*Data listing*:
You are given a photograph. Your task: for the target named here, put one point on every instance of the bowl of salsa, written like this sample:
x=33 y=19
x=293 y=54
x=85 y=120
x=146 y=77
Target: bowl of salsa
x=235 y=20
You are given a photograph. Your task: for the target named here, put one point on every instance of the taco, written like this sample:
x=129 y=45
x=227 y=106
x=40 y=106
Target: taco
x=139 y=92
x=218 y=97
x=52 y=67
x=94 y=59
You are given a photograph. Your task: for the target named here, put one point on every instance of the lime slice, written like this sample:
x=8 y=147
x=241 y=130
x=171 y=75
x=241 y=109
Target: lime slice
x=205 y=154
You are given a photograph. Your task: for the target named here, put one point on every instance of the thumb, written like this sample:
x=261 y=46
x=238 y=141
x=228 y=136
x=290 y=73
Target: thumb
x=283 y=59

*Work instructions*:
Every line containing the string "photograph" is required; copy each such line from the data.

*Completed exercise*:
You are given a photograph. Your task: for the target named here, put one point on every instance of the bowl of salsa, written like this sample:
You are given a photograph. Your task: for the target named here, put one point on every instance of the taco, written like this sample:
You are given a photograph. Your task: for the target named here, put one point on every instance of the lime slice, written like this sample:
You are given a photograph. Your task: for the target named here, put one point on every instance of the thumb, written like this sample:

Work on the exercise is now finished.